[START OF RAW RECORDS]

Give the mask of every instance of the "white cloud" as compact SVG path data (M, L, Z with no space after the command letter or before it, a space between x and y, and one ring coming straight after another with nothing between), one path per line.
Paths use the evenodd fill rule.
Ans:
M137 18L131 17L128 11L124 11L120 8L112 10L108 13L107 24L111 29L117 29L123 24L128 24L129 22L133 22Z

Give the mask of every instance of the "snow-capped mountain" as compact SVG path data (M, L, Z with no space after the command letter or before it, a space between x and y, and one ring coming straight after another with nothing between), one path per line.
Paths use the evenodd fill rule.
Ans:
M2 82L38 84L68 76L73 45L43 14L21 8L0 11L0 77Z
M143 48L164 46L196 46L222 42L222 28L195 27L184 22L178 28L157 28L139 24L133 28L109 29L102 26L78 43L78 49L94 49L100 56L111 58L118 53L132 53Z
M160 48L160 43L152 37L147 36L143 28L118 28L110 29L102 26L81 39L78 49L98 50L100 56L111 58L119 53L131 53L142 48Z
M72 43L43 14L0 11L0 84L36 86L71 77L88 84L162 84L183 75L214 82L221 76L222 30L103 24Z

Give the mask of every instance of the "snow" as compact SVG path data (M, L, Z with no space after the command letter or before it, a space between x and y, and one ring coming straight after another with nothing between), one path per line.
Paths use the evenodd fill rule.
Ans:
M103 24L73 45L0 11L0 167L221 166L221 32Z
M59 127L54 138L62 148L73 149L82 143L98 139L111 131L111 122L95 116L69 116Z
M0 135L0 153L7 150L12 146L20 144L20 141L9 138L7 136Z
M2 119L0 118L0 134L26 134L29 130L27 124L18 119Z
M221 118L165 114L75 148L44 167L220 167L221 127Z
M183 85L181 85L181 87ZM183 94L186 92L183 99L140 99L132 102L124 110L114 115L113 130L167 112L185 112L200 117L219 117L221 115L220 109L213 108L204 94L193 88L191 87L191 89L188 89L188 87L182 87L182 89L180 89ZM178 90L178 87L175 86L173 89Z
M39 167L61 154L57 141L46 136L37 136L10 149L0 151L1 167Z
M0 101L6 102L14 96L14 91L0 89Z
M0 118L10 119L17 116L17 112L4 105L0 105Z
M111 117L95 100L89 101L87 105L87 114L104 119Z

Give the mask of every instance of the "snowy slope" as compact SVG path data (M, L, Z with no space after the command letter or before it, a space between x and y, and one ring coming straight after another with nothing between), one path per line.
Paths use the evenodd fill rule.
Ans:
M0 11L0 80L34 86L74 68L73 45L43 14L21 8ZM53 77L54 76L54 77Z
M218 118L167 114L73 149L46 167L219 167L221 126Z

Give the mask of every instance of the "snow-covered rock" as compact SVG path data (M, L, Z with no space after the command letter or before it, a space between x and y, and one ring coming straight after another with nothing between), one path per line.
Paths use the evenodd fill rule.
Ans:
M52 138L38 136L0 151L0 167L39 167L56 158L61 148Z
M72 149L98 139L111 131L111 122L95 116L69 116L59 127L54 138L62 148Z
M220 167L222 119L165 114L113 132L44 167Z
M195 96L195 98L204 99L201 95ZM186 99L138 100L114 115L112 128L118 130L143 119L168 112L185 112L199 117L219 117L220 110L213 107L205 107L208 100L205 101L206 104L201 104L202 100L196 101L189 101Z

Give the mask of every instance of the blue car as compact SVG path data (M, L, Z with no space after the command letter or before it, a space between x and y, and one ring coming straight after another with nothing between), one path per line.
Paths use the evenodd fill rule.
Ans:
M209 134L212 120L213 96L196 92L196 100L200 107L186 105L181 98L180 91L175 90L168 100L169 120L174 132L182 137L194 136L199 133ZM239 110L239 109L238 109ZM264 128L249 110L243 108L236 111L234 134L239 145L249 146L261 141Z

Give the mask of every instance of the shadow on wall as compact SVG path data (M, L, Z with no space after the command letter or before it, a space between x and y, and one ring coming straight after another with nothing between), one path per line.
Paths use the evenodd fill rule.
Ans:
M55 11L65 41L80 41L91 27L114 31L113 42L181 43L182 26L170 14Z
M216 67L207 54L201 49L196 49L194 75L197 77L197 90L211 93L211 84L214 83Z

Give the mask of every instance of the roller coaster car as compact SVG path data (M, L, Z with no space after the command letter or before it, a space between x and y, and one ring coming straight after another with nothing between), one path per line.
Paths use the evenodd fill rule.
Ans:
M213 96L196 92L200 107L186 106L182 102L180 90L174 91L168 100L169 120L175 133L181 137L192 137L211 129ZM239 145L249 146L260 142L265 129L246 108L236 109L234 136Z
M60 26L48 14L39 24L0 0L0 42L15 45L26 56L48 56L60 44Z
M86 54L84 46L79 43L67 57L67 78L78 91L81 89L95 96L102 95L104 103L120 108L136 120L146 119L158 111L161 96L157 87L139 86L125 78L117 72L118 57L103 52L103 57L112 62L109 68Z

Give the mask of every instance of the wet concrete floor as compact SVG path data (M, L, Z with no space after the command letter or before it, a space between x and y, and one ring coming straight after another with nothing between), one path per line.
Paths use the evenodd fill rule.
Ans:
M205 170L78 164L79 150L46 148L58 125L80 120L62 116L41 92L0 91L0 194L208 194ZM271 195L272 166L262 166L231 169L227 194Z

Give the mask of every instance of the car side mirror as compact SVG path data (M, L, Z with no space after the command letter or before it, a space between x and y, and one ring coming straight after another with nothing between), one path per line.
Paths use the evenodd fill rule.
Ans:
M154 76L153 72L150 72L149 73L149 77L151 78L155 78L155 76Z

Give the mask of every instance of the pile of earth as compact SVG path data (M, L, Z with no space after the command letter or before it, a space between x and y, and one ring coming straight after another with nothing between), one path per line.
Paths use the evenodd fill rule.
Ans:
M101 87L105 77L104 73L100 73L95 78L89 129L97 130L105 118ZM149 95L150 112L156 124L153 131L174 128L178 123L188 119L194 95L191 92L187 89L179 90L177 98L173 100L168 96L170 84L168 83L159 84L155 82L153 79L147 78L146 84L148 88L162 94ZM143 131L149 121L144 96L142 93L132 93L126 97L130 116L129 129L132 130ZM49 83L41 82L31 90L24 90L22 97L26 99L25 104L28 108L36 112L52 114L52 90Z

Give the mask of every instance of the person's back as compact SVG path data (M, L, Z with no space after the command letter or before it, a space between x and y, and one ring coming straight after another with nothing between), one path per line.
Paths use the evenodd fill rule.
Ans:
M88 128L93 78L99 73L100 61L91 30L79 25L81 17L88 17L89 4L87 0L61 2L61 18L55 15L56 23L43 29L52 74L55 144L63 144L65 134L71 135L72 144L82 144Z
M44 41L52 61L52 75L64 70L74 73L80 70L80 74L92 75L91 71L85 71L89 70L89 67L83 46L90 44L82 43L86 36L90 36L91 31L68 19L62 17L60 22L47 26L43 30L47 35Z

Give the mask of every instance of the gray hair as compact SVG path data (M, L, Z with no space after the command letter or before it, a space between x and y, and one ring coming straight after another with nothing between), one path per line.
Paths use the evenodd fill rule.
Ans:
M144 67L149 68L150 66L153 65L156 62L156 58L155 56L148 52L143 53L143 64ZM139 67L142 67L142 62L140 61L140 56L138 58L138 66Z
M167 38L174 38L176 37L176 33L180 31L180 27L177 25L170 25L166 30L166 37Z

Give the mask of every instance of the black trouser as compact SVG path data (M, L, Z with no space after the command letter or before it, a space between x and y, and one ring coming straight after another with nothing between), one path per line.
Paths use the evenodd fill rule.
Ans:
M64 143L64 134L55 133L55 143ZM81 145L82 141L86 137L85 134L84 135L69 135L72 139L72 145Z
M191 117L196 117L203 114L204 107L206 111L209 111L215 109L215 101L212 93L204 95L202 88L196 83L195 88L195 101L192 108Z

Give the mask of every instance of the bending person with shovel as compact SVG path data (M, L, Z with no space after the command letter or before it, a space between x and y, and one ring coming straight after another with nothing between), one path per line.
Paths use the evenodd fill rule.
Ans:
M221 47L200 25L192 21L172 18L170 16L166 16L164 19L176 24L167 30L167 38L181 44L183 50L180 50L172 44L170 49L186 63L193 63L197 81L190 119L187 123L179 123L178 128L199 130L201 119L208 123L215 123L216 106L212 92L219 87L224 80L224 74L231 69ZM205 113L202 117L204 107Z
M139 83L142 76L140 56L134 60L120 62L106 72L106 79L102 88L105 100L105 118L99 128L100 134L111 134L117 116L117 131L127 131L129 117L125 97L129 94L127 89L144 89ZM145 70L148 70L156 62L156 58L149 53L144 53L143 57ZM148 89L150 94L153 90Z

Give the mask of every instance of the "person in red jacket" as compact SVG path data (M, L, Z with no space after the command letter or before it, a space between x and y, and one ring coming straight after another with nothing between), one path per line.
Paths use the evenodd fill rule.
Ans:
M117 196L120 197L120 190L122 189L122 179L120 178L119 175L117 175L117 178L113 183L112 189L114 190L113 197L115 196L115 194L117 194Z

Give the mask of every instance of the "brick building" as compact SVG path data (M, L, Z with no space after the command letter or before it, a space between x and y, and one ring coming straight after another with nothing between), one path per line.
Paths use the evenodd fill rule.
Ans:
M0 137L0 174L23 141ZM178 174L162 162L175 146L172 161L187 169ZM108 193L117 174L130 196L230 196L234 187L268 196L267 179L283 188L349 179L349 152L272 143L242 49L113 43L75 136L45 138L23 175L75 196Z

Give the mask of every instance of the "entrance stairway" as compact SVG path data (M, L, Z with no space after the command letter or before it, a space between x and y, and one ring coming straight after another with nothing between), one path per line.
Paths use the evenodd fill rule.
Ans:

[END OF RAW RECORDS]

GOAL: Can you rewrite the records from their start through the line holding "M137 18L131 17L128", inclusive, with "white cloud" changed to "gray cloud" and nothing else altered?

EXERCISE OUTPUT:
Give the mask of every instance of the "gray cloud" as compact SVG path data (M, L, Z with no space after the command letter or before it, a space between x and y, and one ring coming straight after another with nothing between), one path per line.
Paths use the evenodd fill rule.
Ans:
M137 18L131 17L128 11L124 11L120 8L112 10L108 13L107 24L111 29L117 29L123 24L128 24L129 22L133 22Z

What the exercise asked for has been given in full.